Western Michigan University plans to revamp the entire southern portion of its Kalamazoo campus in the next five years as part of a public-private partnership.
The plan includes new student housing, a new student center and dining facility, retail space and other new buildings, with the goal of strengthening the university’s recruitment and retention and providing an identity to that part of campus that fits with the 21st century.
Universities across Michigan are struggling with enrollment and tightening public funding, and some colleges see public-private partnerships as a chance to tackle both problems while also expanding infrastructure.
“Essentially, it’s really helping us to do something we otherwise couldn’t do in certain respects, and it brings their professional resources to the table and improves our way of thinking around these types of projects,” said Kara Wood, associate vice president for community partnerships at WMU.
The university selected Rhode Island-based Gilbane Development Co., a real estate, financing, ownership and management company, to enter into a partnership to design, build, finance, operate and maintain some or all of the Hilltop Village project. Gilbane also is serving as construction manager.
The project is WMU’s first public-private partnership.
“This is a transformative initiative, one which will further strengthen the bond between WMU and the greater Kalamazoo community while advancing WMU’s objectives for student recruitment, advancement and success,” Gilbane Vice President John Keegan said in a statement.
The first phase of Hilltop Village is underway with the $65 million Arcadia Flats, a six-story, 200-unit residential facility that will house more than 300 students. It is scheduled to open in 2020. A student center and dining facility opens in 2021.
Beyond that, Hilltop Village could contain retail, office, research, hotel or entertainment spaces, among others. The final iteration of the project has not yet been decided, Wood said.
Public-private partnerships can be a way for universities to get what they need more quickly instead of traditionally financing a project, said Jim Conner, vice president of business development at Triangle Associates Inc., a general contractor based in Walker.
“Universities don’t all have access to cash, nor are they able to borrow that much money. This is a way for them to get what they need, but the developers are going to be the ones that make some of that money on the front end and transition the buildings to the university on the back end of the deal,” Conner said. “It’ll help them get there faster.”
Triangle is working on Arcadia Flats at WMU, and has been busy with several other projects in higher education this year. Conner expects that trend to continue in 2020.
“We have maybe 20 opportunities we’re chasing, a couple hundred million dollars of work,” he said. “I think (universities) are just trying to position themselves to be the best, most attractive campus.”

○ ○ ○ ○ ○ ○ ○

■ **Complete the following**:
A – Copy the passage of the article on Western Michigan University's Hilltop Village plan from "Beyond that, Hilltop" up to and including "based in Walker.".
B – According to the article on Western Michigan University's Hilltop Village plan, how many students will Arcadia Flats house?

○ ○ ○ ○ ○ ○ ○

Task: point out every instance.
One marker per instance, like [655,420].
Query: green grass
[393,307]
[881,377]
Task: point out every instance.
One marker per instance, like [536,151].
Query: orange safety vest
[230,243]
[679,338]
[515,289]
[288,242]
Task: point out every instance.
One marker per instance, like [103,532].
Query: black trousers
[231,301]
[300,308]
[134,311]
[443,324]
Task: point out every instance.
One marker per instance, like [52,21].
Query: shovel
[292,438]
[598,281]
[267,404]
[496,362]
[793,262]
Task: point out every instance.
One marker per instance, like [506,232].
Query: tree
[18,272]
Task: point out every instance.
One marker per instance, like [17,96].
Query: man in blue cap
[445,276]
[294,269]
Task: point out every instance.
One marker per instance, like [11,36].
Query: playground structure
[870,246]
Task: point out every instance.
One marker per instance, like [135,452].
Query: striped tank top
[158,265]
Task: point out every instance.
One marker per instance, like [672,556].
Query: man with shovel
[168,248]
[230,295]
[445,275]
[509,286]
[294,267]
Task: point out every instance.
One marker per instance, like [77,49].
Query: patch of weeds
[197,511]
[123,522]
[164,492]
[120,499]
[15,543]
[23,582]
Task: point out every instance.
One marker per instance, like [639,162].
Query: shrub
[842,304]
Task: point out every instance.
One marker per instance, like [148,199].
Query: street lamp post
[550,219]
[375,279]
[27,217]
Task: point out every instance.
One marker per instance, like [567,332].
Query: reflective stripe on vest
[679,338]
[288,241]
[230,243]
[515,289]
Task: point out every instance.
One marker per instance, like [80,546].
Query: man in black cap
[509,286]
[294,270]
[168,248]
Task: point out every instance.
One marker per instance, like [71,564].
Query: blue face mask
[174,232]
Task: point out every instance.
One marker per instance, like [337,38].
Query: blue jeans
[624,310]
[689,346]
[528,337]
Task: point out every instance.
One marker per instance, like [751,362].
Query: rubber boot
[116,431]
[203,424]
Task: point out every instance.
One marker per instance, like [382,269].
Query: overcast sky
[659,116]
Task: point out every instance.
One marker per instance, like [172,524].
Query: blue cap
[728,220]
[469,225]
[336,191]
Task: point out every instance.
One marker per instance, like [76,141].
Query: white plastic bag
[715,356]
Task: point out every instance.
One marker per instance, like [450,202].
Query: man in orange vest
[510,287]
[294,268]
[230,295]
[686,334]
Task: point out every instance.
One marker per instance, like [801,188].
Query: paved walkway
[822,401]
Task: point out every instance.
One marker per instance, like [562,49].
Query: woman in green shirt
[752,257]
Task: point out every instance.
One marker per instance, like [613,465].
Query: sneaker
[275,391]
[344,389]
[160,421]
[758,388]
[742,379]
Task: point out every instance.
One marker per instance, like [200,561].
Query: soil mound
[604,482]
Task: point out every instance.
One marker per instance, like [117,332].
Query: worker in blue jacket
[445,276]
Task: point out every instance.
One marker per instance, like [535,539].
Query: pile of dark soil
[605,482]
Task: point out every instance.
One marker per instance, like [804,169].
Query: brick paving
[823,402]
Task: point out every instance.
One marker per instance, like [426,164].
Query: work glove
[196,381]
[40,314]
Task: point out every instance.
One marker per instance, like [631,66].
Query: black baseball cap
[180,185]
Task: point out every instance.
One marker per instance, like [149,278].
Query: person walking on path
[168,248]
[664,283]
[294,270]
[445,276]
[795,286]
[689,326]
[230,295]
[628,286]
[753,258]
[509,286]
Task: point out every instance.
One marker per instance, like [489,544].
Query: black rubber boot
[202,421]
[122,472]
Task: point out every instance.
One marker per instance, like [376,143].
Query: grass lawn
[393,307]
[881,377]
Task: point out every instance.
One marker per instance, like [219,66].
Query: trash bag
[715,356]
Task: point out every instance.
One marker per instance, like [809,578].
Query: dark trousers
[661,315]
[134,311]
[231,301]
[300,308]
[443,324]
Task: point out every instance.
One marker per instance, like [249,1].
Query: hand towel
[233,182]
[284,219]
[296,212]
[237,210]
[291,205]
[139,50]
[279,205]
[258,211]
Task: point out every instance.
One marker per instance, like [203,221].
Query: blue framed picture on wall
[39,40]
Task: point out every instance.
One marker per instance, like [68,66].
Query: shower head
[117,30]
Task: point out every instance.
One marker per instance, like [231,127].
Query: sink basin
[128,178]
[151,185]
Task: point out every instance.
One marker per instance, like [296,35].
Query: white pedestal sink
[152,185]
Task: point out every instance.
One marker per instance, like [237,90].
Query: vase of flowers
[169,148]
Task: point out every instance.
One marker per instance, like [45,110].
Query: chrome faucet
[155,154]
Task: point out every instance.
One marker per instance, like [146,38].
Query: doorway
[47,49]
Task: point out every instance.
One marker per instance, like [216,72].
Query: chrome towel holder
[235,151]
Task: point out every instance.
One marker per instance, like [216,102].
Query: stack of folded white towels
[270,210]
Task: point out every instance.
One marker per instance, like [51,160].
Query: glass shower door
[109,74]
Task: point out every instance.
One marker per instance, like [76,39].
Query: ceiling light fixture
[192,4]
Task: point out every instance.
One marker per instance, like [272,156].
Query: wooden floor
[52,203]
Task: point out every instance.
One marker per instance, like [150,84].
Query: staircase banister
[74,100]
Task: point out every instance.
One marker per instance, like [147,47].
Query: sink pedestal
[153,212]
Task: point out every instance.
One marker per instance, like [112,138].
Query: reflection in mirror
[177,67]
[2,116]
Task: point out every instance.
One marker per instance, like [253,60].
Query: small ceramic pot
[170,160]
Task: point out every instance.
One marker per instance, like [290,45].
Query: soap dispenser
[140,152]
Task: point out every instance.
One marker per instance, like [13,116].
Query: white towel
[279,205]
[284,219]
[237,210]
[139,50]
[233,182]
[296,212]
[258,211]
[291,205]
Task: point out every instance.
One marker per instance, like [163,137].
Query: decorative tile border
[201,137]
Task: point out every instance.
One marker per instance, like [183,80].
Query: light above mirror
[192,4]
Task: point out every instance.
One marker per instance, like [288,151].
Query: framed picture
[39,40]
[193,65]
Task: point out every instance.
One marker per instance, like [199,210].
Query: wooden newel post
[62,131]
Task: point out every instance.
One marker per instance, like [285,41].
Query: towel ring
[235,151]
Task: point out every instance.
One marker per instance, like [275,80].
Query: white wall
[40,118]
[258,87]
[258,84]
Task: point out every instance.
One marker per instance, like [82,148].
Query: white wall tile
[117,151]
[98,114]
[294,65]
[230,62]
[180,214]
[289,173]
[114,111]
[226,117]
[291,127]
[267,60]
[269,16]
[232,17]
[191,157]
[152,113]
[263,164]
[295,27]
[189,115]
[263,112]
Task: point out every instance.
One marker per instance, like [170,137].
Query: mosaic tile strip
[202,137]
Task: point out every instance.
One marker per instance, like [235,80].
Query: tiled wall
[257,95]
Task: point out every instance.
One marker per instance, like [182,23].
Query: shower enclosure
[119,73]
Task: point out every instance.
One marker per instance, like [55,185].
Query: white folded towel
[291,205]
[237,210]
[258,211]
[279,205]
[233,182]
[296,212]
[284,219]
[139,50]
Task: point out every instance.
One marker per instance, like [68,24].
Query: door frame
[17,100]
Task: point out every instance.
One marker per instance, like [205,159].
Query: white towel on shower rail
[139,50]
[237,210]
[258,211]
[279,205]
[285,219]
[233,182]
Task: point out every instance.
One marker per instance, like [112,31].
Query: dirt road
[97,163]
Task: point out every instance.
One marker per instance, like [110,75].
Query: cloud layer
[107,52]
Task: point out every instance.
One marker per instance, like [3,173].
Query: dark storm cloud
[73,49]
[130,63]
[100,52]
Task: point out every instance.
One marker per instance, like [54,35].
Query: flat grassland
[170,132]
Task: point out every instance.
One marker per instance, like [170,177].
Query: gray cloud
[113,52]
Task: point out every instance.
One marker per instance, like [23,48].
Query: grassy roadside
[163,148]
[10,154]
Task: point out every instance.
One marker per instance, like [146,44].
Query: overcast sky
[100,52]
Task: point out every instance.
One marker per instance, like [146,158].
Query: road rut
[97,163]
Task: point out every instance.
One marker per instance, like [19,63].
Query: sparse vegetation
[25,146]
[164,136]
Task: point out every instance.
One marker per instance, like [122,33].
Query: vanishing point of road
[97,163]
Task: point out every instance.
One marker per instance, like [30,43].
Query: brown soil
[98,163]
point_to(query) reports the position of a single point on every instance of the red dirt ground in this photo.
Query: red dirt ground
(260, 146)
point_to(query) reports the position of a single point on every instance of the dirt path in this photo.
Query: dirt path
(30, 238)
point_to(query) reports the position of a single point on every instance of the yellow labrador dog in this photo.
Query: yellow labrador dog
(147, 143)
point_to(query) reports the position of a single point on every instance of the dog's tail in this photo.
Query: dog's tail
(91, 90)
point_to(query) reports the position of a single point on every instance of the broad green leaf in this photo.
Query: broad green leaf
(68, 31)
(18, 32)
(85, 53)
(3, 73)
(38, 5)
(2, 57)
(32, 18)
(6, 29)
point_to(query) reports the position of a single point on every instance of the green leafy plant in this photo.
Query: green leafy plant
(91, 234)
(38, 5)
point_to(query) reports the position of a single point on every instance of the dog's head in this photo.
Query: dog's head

○ ○ ○ ○ ○ ○ ○

■ **Task-by-task answers**:
A –
Beyond that, Hilltop Village could contain retail, office, research, hotel or entertainment spaces, among others. The final iteration of the project has not yet been decided, Wood said.
Public-private partnerships can be a way for universities to get what they need more quickly instead of traditionally financing a project, said Jim Conner, vice president of business development at Triangle Associates Inc., a general contractor based in Walker.

B – More than 300 students.